(Provided text):
------
4. Risk assessment prevents you spending too much money on security

Not in practice. Aside from one or two areas in the military field where ridiculous amounts of money were spent on unnecessary high end solutions (and they always followed a risk assessment), I’ve never encountered an information system that had too much security. In fact the only area I’ve seen excessive spending on security is on the risk assessment itself. Good security professionals have a natural instinct on where to spend the money. Non-professionals lack the knowledge to conduct an effective risk assessment.

This “myth” basically made me physically ill.  This statement “I’ve never encountered an information system that had too much security” made me laugh so hard I keeled over and hurt my knee in the process by slamming it on the little wheel thing on my chair.

Obviously Mr. Lacey never worked for one of my previous employers that forced 7 or so (known) endpoint security applications on every Windows laptop.  Of course you can have too much !@#%ing security!  It happens all the !@#%ing time.  We overspend where frequency and impact ( <- hey, risk!) don’t justify the spend.  If I had a nickel for every time I saw this in practice, I’d be a 1%er.
------
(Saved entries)
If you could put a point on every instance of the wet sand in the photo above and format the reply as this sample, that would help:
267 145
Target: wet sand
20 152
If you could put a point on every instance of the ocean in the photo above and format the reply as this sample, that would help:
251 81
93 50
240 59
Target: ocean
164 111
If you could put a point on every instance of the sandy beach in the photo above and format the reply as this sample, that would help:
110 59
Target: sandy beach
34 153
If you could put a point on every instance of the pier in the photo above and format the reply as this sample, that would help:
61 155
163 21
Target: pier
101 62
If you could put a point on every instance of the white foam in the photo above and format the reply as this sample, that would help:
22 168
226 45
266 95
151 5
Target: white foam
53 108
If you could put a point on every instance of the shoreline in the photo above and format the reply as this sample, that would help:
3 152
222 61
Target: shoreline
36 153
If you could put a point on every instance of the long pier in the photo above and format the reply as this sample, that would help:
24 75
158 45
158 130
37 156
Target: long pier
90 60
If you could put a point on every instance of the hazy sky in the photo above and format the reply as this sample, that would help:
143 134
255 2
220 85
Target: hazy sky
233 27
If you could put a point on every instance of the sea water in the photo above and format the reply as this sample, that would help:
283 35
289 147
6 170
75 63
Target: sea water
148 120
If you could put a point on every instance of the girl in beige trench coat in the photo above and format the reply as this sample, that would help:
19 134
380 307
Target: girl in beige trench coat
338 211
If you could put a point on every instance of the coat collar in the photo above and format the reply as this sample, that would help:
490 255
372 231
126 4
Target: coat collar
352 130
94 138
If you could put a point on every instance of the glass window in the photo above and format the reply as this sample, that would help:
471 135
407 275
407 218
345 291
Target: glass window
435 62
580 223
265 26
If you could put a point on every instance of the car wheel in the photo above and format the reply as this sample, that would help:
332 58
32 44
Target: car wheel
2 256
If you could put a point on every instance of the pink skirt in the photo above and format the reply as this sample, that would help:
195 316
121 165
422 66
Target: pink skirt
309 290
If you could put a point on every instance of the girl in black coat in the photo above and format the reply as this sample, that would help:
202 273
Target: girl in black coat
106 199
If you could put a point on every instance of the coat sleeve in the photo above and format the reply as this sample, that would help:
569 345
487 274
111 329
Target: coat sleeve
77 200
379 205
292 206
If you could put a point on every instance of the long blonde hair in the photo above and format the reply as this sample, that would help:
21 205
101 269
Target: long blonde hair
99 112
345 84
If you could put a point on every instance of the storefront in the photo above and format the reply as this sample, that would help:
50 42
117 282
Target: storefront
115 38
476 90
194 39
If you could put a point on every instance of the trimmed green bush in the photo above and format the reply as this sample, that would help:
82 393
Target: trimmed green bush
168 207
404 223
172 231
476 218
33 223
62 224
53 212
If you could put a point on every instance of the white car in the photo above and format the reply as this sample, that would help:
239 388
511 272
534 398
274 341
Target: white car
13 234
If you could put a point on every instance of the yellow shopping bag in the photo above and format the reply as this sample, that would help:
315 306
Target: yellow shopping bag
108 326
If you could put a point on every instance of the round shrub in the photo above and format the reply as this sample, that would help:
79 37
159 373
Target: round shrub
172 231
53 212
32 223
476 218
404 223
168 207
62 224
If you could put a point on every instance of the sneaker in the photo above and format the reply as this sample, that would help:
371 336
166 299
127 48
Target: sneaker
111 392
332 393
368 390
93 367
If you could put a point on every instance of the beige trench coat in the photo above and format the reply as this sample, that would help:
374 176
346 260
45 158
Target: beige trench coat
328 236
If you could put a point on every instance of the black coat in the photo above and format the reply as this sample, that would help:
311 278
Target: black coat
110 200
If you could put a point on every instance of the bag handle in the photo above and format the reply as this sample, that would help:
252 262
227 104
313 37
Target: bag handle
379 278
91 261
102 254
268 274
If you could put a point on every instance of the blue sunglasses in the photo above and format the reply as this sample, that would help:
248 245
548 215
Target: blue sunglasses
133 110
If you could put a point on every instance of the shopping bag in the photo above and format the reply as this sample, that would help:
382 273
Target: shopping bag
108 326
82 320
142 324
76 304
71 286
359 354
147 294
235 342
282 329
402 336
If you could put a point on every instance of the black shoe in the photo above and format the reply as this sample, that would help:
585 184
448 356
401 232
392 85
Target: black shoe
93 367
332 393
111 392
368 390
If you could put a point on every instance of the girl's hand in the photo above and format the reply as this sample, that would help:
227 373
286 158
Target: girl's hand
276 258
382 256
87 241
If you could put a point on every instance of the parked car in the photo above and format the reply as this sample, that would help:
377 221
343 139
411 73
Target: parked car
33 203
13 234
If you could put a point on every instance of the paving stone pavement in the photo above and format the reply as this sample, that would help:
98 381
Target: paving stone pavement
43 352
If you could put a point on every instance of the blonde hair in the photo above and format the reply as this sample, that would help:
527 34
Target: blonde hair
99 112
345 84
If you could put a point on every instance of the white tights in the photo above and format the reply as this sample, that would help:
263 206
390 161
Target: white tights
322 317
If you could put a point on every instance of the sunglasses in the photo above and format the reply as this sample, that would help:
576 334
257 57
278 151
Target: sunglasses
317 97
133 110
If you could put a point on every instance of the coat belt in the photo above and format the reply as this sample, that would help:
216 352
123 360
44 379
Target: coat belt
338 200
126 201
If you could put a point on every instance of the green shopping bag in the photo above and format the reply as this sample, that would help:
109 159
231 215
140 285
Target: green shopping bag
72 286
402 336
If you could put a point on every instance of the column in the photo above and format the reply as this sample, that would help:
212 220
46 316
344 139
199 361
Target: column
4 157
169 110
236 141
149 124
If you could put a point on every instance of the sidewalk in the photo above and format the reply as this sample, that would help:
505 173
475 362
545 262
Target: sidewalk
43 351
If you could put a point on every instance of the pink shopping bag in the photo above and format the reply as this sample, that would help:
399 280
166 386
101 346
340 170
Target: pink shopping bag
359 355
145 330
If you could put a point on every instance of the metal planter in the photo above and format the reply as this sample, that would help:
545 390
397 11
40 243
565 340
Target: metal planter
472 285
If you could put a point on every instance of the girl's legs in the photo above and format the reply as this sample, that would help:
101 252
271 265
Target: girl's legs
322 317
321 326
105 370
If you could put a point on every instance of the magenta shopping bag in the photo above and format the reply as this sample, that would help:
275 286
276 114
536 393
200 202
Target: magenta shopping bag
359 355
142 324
------
Write out, word for word, the passage on security spending between "Not in practice." and "on my chair.", inclusive.

Not in practice. Aside from one or two areas in the military field where ridiculous amounts of money were spent on unnecessary high end solutions (and they always followed a risk assessment), I’ve never encountered an information system that had too much security. In fact the only area I’ve seen excessive spending on security is on the risk assessment itself. Good security professionals have a natural instinct on where to spend the money. Non-professionals lack the knowledge to conduct an effective risk assessment.

This “myth” basically made me physically ill.  This statement “I’ve never encountered an information system that had too much security” made me laugh so hard I keeled over and hurt my knee in the process by slamming it on the little wheel thing on my chair.